(Set problem A) Return the portion of the XUVAT passage that runs from "So you have" to "has non-zero jerk.", copied word for word.
(Set problem B)
Answer these questions using the XUVAT passage:
(i) What other two names for these equations does it mention?
(ii) What condition must hold for the equations to work?
(iii) What does it say about adding and subtracting vectors?

───── Source passage ─────

## XUVAT – it’s not just a good idea, it’s a rule!

So you have learnt your 5 equations of motions, but do you really understand them? Most of you are probably nodding your heads… and those of you who aren’t should be working towards making sure you can be nodding! (please note that sometimes these are called the SUVAT or DUVAT equations as well)

You might be surprised, then, to discover that what you have learnt is only the very basics of the “Kinematics Equations”. There is much more for you to learn as you go through physics and Mathematical Methods. Let’s review some of the basics.

First and most important these equations are the “Constant (or uniform) Acceleration Equations”. This means that they only work if the acceleration of the body is constant. This means that you cannot use them if the object is increasing or decreasing it’s acceleration, i.e. it has non-zero jerk.

Secondly, you have to be careful to use the scalar version when dealing with scalars, and vector version when working with vectors – but remember that adding and subtracting vectors has special rules.

───── Recorded information ─────

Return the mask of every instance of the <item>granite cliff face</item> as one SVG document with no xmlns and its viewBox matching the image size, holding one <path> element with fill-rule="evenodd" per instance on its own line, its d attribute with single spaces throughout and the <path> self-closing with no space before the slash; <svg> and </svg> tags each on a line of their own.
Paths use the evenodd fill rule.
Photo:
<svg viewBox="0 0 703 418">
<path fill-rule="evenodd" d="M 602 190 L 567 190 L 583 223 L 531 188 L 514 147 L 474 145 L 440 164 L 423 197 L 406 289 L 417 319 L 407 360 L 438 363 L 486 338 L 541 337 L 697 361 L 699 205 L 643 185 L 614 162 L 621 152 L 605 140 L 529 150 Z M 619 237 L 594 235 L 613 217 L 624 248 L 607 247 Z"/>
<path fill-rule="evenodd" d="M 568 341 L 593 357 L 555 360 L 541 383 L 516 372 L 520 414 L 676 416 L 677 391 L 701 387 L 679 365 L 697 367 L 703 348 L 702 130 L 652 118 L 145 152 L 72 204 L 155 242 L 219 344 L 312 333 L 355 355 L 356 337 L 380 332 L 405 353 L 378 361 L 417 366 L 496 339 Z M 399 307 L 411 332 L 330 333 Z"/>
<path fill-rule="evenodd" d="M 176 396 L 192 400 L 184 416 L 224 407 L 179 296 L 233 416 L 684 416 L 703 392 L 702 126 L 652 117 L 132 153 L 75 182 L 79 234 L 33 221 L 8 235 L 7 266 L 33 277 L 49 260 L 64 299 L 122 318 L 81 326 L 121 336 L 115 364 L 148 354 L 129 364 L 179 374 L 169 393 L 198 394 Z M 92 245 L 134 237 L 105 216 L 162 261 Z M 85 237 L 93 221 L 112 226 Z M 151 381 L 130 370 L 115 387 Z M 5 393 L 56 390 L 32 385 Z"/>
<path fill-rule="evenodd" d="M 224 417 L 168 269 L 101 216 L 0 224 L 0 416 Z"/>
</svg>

─────

(Expected output A)
So you have learnt your 5 equations of motions, but do you really understand them? Most of you are probably nodding your heads… and those of you who aren’t should be working towards making sure you can be nodding! (please note that sometimes these are called the SUVAT or DUVAT equations as well)

You might be surprised, then, to discover that what you have learnt is only the very basics of the “Kinematics Equations”. There is much more for you to learn as you go through physics and Mathematical Methods. Let’s review some of the basics.

First and most important these equations are the “Constant (or uniform) Acceleration Equations”. This means that they only work if the acceleration of the body is constant. This means that you cannot use them if the object is increasing or decreasing it’s acceleration, i.e. it has non-zero jerk.

(Expected output B)
(i) SUVAT and DUVAT.
(ii) The acceleration of the body must be constant.
(iii) It has special rules.